# [ТЕКСТ ДЛЯ ЧТЕНИЯ]
Треножник почини сам

The Martian: A Novel by Andy Weir

В своем жанре эта книжка выглядит замечательно преуспевающим динозавром, внезапно появившимся в жалких лесочках Подмосковья. Что нам говорит история развития научной фантастики как жанра: сначала авторы писали из пушки на Луну для демонстрации поразительных возможностей науки и техники. Описывали с восторгом устройство дюз, принципы гиперпространственных прыжков, парадоксы времени. “Трубопровод пневмопочты тихо выдохнул в приемную чашку патрон c посланием”, – так начинается любимая книга моего детства.

Потом фантастическое предположение стало литературным инструментом для сатиры, метафоры, социального конструирования и всего такого. Углубление в технические подробности (заведомо потешные, как пневмопочта и пистолеты на упругих тросиках) начали считаться вульгарными.

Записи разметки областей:
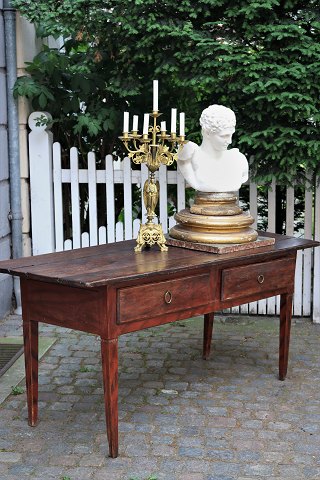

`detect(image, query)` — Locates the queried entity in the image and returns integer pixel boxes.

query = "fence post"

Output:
[28,112,55,255]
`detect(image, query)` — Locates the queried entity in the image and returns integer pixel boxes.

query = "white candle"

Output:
[142,113,149,135]
[132,115,139,132]
[179,112,185,137]
[123,112,129,133]
[171,108,177,133]
[153,80,159,112]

# [ВАША ЗАДАЧА]
Процитируйте целиком, без единого изменения, текст о романе «Марсианин». Строки здесь никакой роли не играют.

# [ИТОГ ЗАДАНИЯ]
Треножник почини сам

The Martian: A Novel by Andy Weir

В своем жанре эта книжка выглядит замечательно преуспевающим динозавром, внезапно появившимся в жалких лесочках Подмосковья. Что нам говорит история развития научной фантастики как жанра: сначала авторы писали из пушки на Луну для демонстрации поразительных возможностей науки и техники. Описывали с восторгом устройство дюз, принципы гиперпространственных прыжков, парадоксы времени. “Трубопровод пневмопочты тихо выдохнул в приемную чашку патрон c посланием”, – так начинается любимая книга моего детства.

Потом фантастическое предположение стало литературным инструментом для сатиры, метафоры, социального конструирования и всего такого. Углубление в технические подробности (заведомо потешные, как пневмопочта и пистолеты на упругих тросиках) начали считаться вульгарными.